[Saved data entries]

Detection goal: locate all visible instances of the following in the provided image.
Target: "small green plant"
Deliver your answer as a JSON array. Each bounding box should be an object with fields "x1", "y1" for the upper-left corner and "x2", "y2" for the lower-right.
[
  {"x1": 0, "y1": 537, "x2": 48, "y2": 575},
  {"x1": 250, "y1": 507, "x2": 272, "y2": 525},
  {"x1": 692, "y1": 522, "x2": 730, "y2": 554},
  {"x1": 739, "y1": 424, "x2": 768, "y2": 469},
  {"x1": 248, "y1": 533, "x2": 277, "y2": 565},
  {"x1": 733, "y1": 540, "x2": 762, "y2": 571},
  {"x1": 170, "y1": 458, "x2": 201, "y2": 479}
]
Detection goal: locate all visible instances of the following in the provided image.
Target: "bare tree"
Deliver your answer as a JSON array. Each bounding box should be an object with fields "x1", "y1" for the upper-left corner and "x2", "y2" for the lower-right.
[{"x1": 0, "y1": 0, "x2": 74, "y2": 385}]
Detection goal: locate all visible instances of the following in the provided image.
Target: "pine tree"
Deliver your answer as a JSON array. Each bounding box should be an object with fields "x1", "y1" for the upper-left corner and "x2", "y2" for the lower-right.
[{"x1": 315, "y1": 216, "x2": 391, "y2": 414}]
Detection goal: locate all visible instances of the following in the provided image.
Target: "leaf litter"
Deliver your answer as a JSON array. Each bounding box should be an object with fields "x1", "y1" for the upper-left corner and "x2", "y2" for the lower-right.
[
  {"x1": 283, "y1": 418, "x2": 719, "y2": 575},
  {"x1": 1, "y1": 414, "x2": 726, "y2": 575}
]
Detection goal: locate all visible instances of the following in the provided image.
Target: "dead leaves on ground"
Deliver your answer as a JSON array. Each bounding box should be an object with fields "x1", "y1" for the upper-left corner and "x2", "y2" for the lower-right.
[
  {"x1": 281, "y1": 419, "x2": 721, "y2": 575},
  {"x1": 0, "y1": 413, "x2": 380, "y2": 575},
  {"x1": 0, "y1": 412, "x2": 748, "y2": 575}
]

→ **Problem statement**
Where the word "Target" occurs in a line of the entries above, count that line, and reply with the total only.

→ **Finished exercise**
5